----- TASK MATERIAL -----

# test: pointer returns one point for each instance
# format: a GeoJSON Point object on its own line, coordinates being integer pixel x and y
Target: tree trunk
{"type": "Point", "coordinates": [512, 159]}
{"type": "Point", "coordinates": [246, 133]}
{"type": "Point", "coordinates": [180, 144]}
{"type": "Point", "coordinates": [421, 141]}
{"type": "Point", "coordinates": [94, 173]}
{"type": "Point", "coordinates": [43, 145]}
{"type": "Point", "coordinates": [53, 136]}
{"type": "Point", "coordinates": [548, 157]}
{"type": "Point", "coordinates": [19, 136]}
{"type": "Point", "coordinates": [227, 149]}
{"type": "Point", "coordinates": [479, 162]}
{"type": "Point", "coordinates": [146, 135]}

-----

TASK INSTRUCTIONS: The whole listing, word for word, is the required answer.

SOLUTION TO THIS PROBLEM:
# test: pointer returns one point for each instance
# format: a GeoJSON Point object on its own line, coordinates being integer pixel x and y
Target: tree trunk
{"type": "Point", "coordinates": [512, 159]}
{"type": "Point", "coordinates": [246, 133]}
{"type": "Point", "coordinates": [180, 144]}
{"type": "Point", "coordinates": [421, 141]}
{"type": "Point", "coordinates": [94, 173]}
{"type": "Point", "coordinates": [43, 145]}
{"type": "Point", "coordinates": [53, 136]}
{"type": "Point", "coordinates": [548, 157]}
{"type": "Point", "coordinates": [19, 136]}
{"type": "Point", "coordinates": [227, 149]}
{"type": "Point", "coordinates": [479, 162]}
{"type": "Point", "coordinates": [146, 135]}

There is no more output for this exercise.